Vogels vertegenwoordigden in 2020 2% van het totaal aantal proefdieren op de Universiteit Antwerpen.
Waarom vogels?
Vogels spelen al decennia een belangrijke rol in wetenschappelijk onderzoek. Denk maar aan het onderzoek van Charles Darwin op vinken. Dat legde de basis voor zijn fundamentele concepten rond natuurlijke en seksuele selectie. Onderzoek bij vogels levert een belangrijke bijdrage aan onze kennis van ecologische processen in natuurlijke populaties, wat gezien de steeds sneller veranderende omgeving alsmaar belangrijker wordt.
Vogels zijn ook buitengewoon geschikt voor gedragsonderzoek. Zo is er bijvoorbeeld een sterke link tussen de spraakontwikkeling van mensen en het aanleren van zang bij vogels. Bij zangvogels is het echter mogelijk om de factoren die taalontwikkeling beïnvloeden, te modificeren, wat uiteraard bij mensen niet kan. Vogelhersenen zijn daarenboven enorm plastisch en kunnen ons daarom veel bijleren over hoe we onze hersenplasticiteit kunnen controleren en opdrijven.
Redenen
- Kennis over het gedrag en de biologie van vogels is van fundamenteel belang voor ecologisch en evolutionair-biologisch onderzoek.

——————

**Opdracht**
Zet de tekst over vogels in wetenschappelijk onderzoek alsjeblieft voort na de laatste zin.

**Gegevens**
——————

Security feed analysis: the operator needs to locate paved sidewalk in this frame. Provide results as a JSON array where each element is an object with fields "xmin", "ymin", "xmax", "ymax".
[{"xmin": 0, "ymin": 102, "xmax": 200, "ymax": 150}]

——————

**Antwoord**
- Ook dankzij de interesse van het brede publiek in vogels, bestaan er databanken met gegevens die werden verzameld over een heel lange termijn (tientallen jaren) die buitengewoon geschikt zijn om ecologische processen te bestuderen.
- Vogels zijn geschikt voor experimenteel onderzoek, onder meer omdat ze eenvoudig te onderhouden zijn.
- De fysiologische en neurologische kenmerken zijn gedeeltelijk vergelijkbaar met de mens, zodat onderzoek bij vogels tot een beter begrip van bv. (taal)ontwikkelingsstoornissen of geheugenprocessen bij de mens kan leiden.
Waarvoor worden ze gebruikt?
Vogels worden aan de Universiteit Antwerpen voor verschillende typen onderzoek gebruikt. Men bestudeert in wilde vogelpopulaties bijvoorbeeld de effecten van milieuvervuiling of klimaatsverandering. Sommige vogelpopulaties worden al meer dan 25 jaar systematisch onderzocht, wat een unieke bron van (ecologische) informatie is. Er wordt verder onderzocht hoe genetische en omgevingsfactoren tot uiterlijke veranderingen (vorm en gedrag) kunnen leiden, en in hoeverre dit vogels in staat stelt om zich aan een veranderende omgeving aan te passen.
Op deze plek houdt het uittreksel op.